TASK INPUT:
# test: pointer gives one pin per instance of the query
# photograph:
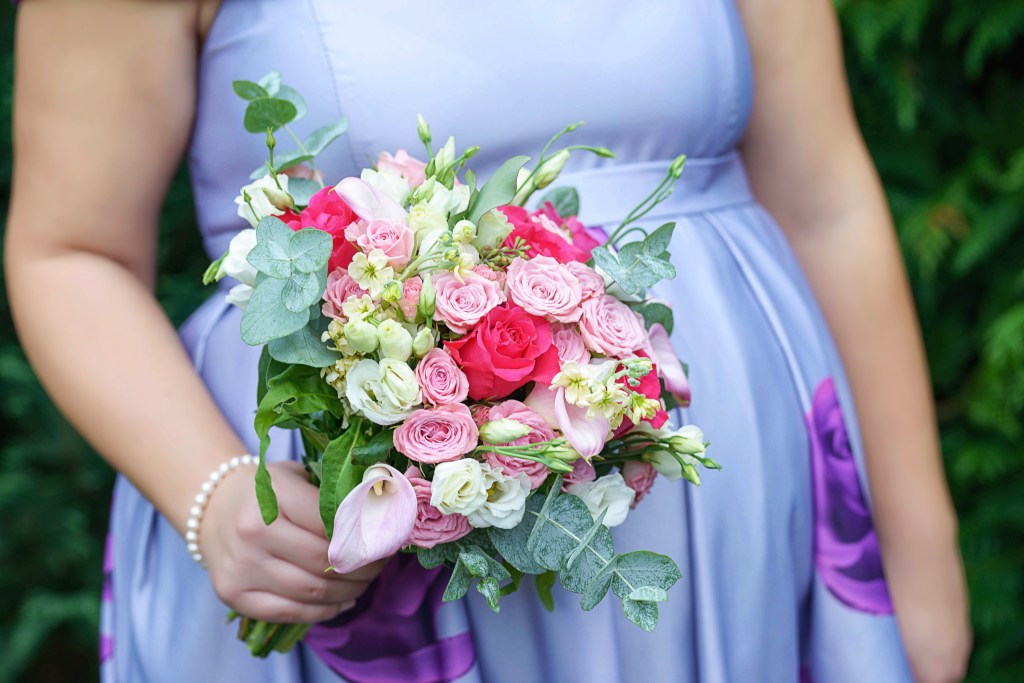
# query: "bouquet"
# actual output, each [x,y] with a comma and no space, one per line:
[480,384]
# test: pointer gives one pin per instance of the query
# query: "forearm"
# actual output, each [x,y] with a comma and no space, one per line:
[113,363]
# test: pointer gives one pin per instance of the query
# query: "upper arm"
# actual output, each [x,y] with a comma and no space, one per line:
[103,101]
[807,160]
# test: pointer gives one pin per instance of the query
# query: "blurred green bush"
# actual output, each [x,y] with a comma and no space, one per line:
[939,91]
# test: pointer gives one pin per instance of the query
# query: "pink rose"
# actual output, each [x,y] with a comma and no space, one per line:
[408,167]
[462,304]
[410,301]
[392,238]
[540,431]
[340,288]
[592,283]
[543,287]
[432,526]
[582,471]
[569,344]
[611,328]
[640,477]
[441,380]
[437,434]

TASK ITEM:
If an entry holds a picture, leave the picture out and repeat the rest exactly.

ANSWER TO THIS TASK:
# test: pointer gives one pin per instance of the query
# photograph:
# query: "bouquet"
# actual output, each [x,y] with a comma and no space, one per line:
[480,384]
# test: pointer gives one pin per instance of the query
# query: "forearm"
# actual output, each [x,y] with a comma and no space, one per line:
[113,363]
# test: pointer gives one pin per instance of the query
# query: "upper arm"
# actual output, each [x,y] with a comma and no space, one per line:
[103,101]
[807,160]
# test: pointer gives one pin per instance of the query
# query: "blurred green bush"
# actual output, each [x,y] with a comma and no space, one per line:
[939,91]
# test: pointer gives one pin per instance of the query
# query: "pink rose"
# actual output, each [x,y] with a comma and no space, one per line:
[408,167]
[462,304]
[410,301]
[392,238]
[540,431]
[340,288]
[592,283]
[543,287]
[432,526]
[582,471]
[569,344]
[611,328]
[640,477]
[441,380]
[437,434]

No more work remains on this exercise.